Articolo
══════════════════════════════

![A me gli occhi. Diego Marcon da Gasconade](https://www.artribune.com/wp-content/uploads/2013/11/7_Marcon.jpg)
La vista si abitua al buio, gradualmente distingue le forme nell’oscurità. Accade il contrario con l’eccesso di luminosità: si è abbagliati, l’accecamento diviene totale. Solo allora la visione si sostituisce alla vista. È quanto accade nel lavoro realizzato da Diego Marcon (Busto Arsizio, 1985; vive a Parigi), che ha filmato le nuvole. Bianco su bianco, si cerca di scorgerne le forme che scorrono silenziose, mentre l’allestimento – solo una struttura in policarbonato sospesa e l’occhio del proiettore che ti osserva entrare – rende plastico ciò che di scultoreo non ha nulla. La nuvola e il video. I volumi si impressionano sulla retina, che diviene nuova pellicola, ne rimangono i contorni anche quando sullo schermo non ci sono già più. Ma torneranno, in loop. Fanno male gli occhi, ma non si riesce a smettere di guardare.

══════════════════════════════

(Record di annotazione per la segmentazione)
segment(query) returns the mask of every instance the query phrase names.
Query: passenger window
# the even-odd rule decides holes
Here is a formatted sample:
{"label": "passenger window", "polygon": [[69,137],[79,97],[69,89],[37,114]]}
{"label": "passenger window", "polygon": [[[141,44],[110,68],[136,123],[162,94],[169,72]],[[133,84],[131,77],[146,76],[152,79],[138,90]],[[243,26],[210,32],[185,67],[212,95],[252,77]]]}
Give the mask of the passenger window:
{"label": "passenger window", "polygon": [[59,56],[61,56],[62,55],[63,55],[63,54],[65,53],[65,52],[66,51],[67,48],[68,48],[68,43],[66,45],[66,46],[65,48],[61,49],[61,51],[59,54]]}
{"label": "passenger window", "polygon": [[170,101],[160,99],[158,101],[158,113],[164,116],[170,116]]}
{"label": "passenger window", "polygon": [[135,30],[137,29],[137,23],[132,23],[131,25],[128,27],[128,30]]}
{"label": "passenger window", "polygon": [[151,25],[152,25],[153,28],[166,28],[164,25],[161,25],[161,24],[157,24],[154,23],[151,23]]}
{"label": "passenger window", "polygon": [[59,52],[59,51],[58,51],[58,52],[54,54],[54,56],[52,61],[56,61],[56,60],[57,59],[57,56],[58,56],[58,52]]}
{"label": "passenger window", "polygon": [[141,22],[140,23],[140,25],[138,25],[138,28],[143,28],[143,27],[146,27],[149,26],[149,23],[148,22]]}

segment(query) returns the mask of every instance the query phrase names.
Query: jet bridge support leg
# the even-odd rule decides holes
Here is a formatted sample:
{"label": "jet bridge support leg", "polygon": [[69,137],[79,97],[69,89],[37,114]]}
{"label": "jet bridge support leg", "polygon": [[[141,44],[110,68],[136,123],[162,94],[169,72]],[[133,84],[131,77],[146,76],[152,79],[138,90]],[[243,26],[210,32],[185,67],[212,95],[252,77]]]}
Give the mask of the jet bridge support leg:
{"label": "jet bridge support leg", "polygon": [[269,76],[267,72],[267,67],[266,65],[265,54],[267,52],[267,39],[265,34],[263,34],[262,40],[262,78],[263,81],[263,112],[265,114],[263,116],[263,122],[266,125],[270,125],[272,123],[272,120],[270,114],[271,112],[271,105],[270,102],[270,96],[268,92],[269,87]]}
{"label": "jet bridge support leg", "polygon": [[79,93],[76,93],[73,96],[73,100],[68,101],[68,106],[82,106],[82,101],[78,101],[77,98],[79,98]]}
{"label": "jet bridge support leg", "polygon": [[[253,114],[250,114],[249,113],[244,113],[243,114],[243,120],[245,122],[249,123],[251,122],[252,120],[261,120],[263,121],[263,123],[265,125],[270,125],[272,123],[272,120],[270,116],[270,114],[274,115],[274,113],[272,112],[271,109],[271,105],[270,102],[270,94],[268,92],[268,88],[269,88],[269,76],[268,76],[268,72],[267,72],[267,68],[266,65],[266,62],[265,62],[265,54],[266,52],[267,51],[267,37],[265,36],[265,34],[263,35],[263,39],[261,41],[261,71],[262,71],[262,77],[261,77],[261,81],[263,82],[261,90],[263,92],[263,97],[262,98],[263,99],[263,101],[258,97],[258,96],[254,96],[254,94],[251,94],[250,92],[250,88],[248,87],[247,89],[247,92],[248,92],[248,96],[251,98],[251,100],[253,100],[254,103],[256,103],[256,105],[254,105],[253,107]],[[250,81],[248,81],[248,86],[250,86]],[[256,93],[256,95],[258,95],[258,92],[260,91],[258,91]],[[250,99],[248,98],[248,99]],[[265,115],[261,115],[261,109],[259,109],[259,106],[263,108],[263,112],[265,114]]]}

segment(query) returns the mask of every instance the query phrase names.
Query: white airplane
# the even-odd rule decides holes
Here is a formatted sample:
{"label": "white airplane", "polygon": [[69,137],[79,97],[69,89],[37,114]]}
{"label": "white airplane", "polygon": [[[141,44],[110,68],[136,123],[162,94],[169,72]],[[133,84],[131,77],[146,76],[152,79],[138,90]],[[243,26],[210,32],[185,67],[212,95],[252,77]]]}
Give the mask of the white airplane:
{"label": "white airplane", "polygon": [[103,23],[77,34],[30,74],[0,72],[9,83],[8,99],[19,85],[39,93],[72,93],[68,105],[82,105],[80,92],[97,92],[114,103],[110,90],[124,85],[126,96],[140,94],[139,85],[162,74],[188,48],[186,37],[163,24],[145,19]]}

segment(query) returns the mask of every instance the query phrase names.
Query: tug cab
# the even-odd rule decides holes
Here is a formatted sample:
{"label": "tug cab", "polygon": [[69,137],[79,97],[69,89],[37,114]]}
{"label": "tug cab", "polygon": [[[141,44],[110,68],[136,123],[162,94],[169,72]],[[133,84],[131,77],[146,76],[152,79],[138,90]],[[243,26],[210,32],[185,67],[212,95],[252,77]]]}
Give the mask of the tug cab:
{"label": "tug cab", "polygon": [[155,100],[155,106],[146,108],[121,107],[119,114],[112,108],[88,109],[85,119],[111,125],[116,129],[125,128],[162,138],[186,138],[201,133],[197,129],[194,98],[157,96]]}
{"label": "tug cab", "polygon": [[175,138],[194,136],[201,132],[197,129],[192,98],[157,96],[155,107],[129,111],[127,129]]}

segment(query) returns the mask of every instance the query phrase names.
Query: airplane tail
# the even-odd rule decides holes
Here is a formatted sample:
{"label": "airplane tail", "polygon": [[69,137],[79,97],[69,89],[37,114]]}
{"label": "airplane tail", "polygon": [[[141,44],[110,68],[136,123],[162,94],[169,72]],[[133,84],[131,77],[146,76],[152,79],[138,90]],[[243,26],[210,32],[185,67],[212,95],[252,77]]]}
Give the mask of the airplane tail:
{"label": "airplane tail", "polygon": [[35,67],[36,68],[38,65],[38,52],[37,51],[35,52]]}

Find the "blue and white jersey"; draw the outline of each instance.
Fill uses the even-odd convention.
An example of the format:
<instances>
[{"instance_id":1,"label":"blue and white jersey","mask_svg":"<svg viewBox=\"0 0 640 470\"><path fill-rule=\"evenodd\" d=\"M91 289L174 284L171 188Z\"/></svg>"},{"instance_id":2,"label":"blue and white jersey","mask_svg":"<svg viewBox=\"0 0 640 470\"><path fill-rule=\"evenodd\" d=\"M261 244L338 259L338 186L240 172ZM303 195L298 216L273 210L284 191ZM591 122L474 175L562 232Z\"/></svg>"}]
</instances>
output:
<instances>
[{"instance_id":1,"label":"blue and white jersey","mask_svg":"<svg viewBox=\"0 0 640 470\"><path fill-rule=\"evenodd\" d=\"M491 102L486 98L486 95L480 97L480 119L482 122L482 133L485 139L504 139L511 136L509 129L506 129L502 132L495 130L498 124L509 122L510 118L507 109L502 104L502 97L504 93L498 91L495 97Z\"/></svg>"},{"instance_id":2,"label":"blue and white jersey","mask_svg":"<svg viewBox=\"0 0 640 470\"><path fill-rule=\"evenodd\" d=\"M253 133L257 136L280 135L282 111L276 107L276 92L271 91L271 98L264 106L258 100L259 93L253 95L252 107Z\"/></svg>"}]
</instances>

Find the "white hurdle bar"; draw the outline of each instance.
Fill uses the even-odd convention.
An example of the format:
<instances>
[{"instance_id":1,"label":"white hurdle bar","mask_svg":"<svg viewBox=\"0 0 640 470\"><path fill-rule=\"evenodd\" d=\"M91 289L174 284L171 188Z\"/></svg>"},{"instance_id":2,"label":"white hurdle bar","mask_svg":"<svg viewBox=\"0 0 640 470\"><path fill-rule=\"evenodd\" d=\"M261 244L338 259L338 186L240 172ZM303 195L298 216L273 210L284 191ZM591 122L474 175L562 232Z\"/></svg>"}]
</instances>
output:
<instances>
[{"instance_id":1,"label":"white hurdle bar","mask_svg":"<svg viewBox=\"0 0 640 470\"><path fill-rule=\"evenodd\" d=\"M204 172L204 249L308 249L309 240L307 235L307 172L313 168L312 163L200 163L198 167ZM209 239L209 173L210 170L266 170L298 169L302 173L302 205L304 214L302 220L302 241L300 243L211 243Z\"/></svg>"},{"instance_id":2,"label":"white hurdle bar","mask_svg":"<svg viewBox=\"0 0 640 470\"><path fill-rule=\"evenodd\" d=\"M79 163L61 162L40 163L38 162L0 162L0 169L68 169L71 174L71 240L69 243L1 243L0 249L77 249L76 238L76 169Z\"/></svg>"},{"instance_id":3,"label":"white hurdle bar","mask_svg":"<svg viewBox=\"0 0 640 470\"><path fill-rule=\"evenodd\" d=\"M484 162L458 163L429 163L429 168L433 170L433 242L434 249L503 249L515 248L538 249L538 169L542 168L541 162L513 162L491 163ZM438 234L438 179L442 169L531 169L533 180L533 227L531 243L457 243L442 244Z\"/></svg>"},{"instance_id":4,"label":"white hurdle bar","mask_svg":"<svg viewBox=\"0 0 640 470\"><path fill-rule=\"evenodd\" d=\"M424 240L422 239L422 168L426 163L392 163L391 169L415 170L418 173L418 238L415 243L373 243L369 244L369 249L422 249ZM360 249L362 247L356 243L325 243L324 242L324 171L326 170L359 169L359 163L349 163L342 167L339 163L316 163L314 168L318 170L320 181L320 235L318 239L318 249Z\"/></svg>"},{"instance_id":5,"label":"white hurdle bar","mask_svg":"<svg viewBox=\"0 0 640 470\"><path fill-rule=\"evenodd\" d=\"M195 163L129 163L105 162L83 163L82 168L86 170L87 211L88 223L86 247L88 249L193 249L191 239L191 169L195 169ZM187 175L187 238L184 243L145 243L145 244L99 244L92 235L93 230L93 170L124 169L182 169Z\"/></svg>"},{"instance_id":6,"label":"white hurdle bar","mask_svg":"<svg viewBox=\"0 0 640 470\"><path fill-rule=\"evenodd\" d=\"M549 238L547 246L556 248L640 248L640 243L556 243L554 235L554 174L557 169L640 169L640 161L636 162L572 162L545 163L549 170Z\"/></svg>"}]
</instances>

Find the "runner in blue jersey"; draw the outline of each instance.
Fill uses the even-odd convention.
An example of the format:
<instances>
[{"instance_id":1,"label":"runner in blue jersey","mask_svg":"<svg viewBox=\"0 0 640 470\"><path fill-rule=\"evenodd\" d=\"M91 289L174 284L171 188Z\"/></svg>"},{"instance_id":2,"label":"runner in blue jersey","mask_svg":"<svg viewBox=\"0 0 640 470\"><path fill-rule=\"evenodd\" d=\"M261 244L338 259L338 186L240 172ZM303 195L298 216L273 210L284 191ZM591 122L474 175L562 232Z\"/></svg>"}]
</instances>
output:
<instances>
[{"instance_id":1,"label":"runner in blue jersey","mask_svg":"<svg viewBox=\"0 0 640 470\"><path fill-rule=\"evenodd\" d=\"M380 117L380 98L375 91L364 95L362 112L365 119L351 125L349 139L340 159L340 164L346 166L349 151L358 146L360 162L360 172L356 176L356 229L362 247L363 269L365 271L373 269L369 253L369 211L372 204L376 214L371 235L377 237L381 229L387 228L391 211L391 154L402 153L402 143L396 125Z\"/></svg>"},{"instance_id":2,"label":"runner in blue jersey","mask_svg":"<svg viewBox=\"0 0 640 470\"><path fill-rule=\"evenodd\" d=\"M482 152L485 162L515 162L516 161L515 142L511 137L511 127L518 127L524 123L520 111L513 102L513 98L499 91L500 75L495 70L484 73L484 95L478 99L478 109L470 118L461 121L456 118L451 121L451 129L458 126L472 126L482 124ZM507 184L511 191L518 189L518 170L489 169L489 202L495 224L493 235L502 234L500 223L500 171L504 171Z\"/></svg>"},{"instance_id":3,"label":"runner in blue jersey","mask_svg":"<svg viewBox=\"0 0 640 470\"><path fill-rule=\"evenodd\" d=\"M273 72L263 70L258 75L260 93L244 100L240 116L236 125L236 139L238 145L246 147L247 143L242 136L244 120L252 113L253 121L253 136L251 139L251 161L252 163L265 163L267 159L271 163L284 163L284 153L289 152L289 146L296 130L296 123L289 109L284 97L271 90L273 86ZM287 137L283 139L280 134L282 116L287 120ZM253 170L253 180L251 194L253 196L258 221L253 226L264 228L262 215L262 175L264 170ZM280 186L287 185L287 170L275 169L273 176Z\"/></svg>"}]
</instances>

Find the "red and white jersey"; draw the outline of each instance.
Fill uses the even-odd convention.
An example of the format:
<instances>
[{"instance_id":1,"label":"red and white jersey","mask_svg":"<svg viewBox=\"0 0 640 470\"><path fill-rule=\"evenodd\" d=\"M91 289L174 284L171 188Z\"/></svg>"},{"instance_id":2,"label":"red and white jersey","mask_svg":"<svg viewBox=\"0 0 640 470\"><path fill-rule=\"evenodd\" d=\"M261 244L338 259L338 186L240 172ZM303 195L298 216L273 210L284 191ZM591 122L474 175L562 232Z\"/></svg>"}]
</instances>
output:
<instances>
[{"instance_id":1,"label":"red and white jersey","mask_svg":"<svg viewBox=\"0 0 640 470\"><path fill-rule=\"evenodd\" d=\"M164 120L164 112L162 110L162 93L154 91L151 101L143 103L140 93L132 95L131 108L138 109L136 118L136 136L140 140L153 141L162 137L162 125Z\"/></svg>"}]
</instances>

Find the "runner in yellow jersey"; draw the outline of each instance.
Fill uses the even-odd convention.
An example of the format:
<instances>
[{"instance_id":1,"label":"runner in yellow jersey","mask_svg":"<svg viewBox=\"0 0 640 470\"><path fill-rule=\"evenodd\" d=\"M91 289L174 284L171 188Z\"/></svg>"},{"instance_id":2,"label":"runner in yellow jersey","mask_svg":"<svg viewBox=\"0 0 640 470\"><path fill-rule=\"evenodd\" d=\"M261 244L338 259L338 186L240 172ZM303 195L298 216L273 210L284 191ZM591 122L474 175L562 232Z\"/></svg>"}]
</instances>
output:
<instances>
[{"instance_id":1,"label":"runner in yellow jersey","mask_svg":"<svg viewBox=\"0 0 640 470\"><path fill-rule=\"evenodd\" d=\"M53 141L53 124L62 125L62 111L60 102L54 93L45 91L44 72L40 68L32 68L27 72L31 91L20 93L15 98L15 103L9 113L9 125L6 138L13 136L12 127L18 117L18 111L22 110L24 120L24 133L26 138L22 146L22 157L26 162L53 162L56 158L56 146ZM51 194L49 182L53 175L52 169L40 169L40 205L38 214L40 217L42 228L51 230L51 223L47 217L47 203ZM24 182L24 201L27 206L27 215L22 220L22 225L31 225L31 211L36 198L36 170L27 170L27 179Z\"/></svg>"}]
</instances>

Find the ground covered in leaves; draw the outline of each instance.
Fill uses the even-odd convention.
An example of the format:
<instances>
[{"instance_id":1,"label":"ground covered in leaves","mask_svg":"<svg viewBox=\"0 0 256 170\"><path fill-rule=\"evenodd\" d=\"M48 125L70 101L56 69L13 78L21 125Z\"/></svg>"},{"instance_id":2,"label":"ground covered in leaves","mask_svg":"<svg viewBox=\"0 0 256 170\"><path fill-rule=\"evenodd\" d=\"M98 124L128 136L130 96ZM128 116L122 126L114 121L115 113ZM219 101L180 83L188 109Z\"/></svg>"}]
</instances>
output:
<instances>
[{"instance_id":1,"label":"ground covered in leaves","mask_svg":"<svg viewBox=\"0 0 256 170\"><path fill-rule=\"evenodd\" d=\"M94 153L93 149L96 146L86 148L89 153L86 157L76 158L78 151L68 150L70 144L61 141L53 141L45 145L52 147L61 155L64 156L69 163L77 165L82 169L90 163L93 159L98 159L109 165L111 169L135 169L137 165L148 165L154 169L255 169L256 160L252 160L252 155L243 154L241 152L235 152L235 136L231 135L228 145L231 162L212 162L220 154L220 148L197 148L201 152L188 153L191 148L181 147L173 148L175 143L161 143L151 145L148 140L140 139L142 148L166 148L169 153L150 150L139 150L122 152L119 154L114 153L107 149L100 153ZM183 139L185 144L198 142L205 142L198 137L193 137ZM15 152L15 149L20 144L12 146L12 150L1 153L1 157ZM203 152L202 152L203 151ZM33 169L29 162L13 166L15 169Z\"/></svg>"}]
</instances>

══════════════════════════════

Istruzioni
(1) Indica se ciascuna affermazione concorda con l'articolo. Rispondi sì o no e cita le parole decisive del testo: (a) Diego Marcon vive a Parigi; (b) l'allestimento comprende una struttura in legno sospesa; (c) le forme delle nuvole scorrono accompagnate da suoni.
(2) Secondo l'articolo, perché i contorni delle nuvole rimangono anche quando sullo schermo non ci sono più?

Soluzioni complete
(1)
(a) Sì: "vive a Parigi".
(b) No: "solo una struttura in policarbonato sospesa".
(c) No: "le forme che scorrono silenziose".

(2) I volumi delle nuvole si impressionano sulla retina, che diventa una nuova pellicola. Per questo i loro contorni restano anche quando sullo schermo sono già scomparsi.